STATED PROBLEM: Find each line below that contains the string "windshield", and copy every such line in full.

INFORMATION SUPPLIED:
---*---
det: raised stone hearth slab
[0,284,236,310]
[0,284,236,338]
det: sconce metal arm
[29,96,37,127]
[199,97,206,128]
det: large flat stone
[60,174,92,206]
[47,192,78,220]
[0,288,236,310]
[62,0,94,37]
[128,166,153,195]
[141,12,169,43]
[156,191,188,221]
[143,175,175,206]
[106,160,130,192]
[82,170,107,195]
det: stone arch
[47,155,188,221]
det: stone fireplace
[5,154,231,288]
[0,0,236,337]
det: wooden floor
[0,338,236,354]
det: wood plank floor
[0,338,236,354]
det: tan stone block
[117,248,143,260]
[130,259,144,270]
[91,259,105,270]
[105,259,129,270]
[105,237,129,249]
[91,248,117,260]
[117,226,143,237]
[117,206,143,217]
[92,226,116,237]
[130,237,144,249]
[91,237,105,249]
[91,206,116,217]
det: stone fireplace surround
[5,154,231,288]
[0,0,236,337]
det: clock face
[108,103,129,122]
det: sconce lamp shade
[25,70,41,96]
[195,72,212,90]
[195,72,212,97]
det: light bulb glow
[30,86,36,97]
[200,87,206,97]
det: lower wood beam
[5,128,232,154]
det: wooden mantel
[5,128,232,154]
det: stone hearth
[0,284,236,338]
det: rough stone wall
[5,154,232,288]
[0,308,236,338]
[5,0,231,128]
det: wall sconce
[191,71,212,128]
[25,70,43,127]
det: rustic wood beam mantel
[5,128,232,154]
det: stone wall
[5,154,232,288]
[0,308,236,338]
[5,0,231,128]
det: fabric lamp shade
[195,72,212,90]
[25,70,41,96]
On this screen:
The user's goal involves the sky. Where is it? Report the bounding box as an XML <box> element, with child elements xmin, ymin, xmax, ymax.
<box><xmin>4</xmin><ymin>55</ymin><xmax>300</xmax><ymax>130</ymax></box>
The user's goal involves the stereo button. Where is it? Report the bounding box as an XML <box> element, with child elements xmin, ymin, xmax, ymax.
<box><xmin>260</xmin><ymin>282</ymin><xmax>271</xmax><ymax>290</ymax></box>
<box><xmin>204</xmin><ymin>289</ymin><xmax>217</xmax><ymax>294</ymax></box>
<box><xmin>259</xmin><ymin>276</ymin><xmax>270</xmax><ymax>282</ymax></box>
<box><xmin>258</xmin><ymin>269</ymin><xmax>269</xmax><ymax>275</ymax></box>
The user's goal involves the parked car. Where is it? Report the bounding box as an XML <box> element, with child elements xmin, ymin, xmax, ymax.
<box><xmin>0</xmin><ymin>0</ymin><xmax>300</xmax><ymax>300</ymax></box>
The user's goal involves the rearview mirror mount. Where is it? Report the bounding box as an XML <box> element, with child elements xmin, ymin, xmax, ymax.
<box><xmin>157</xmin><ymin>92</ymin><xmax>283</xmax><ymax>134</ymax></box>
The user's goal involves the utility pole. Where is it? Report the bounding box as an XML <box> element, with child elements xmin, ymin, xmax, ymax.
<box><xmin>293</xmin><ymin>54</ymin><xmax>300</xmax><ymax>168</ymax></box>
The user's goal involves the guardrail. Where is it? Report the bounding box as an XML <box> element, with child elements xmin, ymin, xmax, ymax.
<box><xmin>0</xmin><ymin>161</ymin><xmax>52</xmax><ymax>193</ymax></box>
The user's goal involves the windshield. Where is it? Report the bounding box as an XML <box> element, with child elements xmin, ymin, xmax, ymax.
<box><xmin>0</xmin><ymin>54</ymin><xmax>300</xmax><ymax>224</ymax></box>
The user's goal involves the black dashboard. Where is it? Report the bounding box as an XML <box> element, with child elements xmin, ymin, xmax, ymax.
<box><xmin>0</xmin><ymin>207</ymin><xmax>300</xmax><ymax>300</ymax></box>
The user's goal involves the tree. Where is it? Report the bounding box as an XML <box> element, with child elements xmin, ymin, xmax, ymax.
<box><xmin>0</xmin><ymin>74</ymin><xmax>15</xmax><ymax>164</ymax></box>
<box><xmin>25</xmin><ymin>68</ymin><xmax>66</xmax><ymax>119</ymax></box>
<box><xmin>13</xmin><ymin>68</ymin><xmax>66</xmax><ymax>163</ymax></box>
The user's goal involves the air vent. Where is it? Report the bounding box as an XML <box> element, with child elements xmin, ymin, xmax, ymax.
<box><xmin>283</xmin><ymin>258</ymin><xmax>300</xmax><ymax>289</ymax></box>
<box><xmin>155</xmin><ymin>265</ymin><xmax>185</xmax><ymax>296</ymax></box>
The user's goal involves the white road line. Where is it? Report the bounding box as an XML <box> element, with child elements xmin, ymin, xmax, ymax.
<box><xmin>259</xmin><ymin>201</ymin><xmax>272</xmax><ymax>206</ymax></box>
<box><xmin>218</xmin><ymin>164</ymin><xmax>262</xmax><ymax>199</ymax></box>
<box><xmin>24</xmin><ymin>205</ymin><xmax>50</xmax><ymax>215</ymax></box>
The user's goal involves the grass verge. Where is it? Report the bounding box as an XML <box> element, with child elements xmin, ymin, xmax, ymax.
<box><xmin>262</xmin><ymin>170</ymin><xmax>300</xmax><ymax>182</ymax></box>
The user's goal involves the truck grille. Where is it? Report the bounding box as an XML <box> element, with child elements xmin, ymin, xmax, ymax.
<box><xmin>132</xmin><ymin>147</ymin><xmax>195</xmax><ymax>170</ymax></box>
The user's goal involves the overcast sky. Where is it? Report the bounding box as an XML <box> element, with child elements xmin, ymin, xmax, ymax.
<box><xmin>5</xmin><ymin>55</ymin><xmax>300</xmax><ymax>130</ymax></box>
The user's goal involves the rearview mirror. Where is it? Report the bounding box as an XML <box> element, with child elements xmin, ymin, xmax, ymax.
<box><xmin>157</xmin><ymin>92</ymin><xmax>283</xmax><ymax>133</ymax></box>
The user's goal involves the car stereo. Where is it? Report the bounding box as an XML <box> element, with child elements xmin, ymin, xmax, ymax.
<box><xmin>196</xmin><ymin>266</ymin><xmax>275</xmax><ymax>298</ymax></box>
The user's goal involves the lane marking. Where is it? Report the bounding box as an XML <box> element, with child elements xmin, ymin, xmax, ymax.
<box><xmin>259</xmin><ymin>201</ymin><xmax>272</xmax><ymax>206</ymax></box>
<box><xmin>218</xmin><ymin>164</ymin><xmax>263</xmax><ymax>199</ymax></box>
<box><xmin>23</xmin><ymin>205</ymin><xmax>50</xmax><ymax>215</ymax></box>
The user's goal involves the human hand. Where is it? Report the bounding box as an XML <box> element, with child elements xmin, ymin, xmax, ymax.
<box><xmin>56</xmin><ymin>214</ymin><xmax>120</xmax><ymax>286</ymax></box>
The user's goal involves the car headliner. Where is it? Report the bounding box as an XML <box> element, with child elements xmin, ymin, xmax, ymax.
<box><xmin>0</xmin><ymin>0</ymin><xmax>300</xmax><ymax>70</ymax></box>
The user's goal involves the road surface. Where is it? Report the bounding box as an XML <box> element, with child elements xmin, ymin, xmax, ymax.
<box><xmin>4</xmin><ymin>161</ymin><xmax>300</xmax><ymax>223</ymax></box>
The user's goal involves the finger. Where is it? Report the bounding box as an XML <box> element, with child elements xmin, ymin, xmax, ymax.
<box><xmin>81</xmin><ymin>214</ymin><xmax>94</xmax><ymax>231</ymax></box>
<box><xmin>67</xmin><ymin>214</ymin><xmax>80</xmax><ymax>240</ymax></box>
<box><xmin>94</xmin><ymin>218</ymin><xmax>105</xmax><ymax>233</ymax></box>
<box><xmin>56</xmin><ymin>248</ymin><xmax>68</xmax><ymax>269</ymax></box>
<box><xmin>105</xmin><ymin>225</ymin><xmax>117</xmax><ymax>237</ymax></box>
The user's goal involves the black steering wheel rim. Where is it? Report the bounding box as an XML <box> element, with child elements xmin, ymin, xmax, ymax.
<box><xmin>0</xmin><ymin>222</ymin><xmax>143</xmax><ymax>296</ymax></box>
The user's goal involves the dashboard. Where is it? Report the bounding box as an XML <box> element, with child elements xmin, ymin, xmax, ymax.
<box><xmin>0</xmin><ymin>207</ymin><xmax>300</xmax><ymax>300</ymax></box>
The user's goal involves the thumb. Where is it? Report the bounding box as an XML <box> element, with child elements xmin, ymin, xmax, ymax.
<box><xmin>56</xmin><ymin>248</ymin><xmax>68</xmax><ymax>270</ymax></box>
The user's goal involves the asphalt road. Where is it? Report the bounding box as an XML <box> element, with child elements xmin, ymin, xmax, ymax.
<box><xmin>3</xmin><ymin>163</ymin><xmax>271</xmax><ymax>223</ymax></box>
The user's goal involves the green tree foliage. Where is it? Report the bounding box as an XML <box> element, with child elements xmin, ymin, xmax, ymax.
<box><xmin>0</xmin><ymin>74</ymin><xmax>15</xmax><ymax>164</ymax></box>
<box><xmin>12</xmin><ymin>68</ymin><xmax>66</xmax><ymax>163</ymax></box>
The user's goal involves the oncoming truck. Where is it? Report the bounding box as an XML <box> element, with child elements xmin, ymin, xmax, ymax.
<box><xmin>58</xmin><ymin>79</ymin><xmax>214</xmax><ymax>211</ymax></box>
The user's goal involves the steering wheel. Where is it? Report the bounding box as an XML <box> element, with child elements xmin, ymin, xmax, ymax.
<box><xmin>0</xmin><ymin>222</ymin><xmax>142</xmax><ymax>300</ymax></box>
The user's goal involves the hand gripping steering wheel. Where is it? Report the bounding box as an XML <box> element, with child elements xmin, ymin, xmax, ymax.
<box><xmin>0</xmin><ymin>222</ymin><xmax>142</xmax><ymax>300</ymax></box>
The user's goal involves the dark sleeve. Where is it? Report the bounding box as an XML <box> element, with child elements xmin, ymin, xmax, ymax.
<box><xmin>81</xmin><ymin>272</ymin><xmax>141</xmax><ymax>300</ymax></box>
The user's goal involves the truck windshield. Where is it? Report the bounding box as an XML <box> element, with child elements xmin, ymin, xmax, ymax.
---*---
ANSWER TO THIS EXERCISE:
The user's goal involves the windshield. Where is it? Report the bounding box as an XML <box> element, with child elements xmin, ymin, xmax, ymax.
The user's goal involves the truck windshield. Where is it? Report the bounding box as an XML <box> element, with child elements xmin, ymin, xmax, ymax.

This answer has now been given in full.